### Your assignment
Whenever a line carries the word "ship", pull it out of the entries.

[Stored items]
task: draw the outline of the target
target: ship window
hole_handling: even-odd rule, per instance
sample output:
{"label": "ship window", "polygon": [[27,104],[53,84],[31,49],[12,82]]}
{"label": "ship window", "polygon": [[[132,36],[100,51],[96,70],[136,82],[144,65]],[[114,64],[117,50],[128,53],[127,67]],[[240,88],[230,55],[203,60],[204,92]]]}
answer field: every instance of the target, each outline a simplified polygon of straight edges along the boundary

---

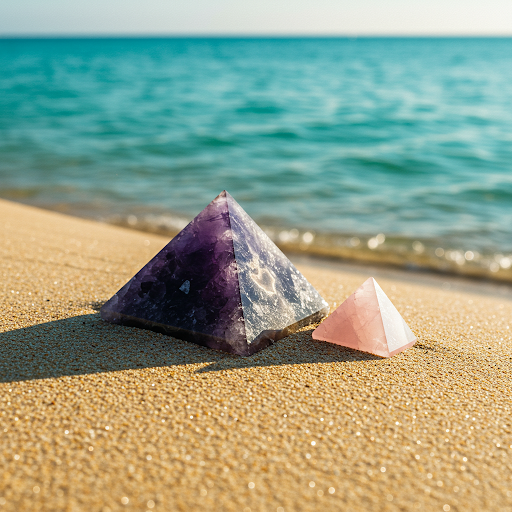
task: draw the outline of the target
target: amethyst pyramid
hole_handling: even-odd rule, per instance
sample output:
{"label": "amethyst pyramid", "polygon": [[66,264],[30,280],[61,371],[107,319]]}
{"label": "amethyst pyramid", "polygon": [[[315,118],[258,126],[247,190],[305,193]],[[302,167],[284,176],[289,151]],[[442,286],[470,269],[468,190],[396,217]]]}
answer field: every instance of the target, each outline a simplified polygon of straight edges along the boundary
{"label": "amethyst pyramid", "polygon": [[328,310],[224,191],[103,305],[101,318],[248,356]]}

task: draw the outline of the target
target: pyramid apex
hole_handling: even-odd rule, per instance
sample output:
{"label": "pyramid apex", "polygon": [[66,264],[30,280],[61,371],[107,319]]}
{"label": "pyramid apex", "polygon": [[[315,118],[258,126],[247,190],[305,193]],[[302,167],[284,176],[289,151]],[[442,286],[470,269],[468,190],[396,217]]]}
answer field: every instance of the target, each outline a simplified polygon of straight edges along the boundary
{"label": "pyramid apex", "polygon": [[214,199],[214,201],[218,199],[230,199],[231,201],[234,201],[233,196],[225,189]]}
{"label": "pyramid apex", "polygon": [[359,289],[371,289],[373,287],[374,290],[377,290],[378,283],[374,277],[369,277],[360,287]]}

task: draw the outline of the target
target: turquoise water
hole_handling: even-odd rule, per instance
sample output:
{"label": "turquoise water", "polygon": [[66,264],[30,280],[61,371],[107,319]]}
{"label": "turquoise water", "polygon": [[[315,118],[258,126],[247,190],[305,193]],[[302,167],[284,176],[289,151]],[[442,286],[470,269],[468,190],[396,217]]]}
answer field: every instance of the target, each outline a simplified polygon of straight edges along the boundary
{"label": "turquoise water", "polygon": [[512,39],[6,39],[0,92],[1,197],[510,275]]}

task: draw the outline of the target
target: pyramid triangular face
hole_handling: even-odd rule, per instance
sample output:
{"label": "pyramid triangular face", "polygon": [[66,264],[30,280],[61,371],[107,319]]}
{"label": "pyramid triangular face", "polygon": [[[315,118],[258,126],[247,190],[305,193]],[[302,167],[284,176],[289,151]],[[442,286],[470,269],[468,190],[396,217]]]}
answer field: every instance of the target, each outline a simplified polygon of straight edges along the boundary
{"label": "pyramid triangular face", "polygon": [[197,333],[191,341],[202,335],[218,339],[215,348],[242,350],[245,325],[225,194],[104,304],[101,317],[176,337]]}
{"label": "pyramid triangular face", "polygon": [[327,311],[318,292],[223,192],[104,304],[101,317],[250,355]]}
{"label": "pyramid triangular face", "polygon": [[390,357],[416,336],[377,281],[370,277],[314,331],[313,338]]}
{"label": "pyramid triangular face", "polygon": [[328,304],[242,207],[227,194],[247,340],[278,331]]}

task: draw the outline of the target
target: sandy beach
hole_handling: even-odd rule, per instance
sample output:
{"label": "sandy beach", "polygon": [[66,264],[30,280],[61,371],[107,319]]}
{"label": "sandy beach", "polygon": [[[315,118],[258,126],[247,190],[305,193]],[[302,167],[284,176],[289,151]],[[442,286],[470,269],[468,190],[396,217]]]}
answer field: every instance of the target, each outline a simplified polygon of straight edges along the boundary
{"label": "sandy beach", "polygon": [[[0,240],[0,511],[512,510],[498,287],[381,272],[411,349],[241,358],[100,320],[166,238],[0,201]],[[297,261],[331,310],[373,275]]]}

### Response area
target: ship window
{"label": "ship window", "polygon": [[27,104],[53,84],[31,49],[12,82]]}
{"label": "ship window", "polygon": [[[132,36],[100,51],[96,70],[136,82],[144,65]],[[114,64],[117,50],[128,53],[127,67]],[[240,88],[230,55],[203,60],[204,92]]]}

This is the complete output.